══ Provided data ══

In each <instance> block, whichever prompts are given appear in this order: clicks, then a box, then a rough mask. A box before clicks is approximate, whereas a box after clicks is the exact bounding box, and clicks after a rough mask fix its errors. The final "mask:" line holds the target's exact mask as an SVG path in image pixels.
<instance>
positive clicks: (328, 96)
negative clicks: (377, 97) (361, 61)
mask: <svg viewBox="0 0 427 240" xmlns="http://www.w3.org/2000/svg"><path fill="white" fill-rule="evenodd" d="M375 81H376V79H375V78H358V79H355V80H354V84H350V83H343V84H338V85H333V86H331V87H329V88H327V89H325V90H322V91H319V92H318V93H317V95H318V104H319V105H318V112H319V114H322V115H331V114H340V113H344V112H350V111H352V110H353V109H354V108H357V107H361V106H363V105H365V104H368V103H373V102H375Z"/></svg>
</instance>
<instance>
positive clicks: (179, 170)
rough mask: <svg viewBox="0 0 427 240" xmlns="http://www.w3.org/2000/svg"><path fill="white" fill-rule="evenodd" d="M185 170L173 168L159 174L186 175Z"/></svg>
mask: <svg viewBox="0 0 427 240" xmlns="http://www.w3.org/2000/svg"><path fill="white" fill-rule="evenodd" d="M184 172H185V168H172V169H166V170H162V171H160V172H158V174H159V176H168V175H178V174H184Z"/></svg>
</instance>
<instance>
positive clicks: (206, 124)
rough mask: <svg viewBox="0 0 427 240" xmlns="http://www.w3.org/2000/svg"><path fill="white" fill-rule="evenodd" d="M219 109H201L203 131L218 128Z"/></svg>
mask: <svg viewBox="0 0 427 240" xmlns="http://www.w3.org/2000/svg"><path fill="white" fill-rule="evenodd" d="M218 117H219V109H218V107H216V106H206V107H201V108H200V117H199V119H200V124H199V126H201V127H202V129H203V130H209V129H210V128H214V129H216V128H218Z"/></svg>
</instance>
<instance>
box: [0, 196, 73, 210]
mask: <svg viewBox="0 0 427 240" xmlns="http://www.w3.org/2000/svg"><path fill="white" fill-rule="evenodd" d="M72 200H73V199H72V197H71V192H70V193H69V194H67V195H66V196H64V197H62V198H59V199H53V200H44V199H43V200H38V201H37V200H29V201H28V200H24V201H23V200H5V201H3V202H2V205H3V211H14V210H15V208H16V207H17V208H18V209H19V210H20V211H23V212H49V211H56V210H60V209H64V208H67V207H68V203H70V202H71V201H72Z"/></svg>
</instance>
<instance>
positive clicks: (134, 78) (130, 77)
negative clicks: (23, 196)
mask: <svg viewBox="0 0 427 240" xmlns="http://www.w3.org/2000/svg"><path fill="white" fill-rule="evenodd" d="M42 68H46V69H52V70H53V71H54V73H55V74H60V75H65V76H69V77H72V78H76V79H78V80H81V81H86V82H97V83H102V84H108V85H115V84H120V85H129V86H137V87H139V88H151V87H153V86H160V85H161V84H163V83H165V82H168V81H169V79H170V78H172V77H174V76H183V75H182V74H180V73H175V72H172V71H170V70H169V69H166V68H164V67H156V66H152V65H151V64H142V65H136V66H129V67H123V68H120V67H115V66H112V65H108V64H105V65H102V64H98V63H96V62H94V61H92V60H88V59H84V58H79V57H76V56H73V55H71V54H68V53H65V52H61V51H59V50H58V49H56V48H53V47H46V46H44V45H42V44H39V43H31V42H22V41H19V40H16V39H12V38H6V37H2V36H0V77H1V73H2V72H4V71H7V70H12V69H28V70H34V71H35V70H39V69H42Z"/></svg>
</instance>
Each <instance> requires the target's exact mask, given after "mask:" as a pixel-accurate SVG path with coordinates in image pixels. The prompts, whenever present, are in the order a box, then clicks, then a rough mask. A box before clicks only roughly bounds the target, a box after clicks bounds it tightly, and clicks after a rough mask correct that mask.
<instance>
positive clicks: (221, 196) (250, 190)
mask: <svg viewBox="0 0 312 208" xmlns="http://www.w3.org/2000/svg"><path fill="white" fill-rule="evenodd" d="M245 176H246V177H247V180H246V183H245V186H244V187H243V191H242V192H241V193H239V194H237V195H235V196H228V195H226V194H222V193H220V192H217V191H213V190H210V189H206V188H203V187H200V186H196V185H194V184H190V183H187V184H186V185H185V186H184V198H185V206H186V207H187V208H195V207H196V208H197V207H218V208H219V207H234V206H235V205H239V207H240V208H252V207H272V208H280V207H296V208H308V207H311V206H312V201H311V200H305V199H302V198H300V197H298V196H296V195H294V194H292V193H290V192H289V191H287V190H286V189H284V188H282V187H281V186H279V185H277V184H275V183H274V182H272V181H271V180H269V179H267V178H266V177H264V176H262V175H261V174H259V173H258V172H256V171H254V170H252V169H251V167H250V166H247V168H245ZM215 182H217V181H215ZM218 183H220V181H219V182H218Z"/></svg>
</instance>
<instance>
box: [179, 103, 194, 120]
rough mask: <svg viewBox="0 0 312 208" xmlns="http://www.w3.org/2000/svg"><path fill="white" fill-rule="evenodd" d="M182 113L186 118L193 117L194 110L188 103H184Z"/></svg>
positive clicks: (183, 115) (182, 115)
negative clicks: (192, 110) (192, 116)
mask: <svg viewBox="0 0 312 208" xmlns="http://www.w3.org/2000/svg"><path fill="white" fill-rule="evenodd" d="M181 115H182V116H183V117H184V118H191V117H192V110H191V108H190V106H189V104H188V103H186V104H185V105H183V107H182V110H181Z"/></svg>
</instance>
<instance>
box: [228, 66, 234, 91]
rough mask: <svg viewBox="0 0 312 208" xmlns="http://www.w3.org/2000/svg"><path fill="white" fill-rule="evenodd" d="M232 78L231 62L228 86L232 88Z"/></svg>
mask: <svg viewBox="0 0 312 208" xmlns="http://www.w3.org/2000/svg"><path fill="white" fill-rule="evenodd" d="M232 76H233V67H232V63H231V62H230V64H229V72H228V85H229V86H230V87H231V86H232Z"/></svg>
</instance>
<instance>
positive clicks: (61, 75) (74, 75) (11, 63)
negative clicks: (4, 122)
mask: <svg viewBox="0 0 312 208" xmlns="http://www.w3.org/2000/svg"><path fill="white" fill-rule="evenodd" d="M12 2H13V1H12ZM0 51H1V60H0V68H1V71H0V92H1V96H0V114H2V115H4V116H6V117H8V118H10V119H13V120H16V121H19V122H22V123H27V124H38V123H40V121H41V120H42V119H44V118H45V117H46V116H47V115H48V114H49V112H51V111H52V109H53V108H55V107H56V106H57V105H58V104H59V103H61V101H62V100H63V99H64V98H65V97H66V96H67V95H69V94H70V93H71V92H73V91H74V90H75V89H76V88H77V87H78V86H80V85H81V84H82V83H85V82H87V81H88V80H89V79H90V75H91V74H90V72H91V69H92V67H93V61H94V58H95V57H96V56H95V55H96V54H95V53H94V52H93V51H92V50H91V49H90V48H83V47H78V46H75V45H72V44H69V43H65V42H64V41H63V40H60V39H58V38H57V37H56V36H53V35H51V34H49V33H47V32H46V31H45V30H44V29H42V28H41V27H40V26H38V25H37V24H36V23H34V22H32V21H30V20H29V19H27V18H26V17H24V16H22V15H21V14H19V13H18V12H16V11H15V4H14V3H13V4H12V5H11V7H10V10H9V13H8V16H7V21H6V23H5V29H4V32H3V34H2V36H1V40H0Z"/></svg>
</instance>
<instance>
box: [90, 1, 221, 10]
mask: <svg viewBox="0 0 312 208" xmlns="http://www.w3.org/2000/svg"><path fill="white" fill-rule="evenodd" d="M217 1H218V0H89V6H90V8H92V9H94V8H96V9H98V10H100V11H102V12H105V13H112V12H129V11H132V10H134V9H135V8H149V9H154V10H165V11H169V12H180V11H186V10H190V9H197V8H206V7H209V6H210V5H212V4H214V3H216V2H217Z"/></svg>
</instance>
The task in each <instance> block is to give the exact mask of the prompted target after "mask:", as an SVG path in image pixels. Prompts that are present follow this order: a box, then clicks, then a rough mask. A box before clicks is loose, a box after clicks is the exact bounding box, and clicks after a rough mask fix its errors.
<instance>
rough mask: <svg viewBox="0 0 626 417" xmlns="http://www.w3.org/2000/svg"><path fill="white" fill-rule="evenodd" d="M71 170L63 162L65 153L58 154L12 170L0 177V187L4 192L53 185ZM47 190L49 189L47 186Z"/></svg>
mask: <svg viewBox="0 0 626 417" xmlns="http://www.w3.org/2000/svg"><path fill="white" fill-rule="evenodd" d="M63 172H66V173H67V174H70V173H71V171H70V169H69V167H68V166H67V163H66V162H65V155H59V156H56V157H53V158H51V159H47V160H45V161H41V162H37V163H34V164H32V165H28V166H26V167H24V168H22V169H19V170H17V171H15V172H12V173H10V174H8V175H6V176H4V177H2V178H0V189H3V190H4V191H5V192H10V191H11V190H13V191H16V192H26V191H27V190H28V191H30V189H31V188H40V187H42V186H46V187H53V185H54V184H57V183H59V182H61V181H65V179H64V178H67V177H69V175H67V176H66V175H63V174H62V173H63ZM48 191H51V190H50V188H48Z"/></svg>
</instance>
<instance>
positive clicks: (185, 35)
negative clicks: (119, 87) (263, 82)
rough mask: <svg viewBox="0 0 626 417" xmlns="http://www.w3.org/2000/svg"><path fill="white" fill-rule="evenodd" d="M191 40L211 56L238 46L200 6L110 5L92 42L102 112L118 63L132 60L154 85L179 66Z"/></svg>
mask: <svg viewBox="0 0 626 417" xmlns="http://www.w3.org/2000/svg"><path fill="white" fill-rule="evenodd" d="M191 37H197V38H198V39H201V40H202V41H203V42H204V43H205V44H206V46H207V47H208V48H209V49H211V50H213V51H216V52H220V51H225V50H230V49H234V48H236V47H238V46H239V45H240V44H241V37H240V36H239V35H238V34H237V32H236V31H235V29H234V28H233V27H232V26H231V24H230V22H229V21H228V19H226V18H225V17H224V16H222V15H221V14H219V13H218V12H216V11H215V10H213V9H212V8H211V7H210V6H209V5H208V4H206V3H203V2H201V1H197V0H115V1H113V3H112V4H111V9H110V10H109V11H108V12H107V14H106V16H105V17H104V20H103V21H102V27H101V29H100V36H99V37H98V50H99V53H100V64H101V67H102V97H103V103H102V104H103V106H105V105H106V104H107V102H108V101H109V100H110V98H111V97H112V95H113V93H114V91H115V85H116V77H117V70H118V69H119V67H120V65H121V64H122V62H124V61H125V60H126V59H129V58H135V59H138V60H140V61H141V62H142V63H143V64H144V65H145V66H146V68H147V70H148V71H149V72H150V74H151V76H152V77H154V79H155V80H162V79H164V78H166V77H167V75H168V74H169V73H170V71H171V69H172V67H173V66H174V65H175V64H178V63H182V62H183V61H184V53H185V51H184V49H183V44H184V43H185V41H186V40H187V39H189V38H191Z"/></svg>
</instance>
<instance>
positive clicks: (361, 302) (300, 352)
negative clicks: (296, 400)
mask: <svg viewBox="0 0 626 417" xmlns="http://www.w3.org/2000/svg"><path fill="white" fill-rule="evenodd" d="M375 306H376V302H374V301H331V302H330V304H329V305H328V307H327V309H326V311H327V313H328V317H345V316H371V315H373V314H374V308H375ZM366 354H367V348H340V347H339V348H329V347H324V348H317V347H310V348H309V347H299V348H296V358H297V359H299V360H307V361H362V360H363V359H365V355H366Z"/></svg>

═══

▸ **The task**
Count the lines in the data that contain the string "errors", and give nothing but that number.

▸ **Response area**
2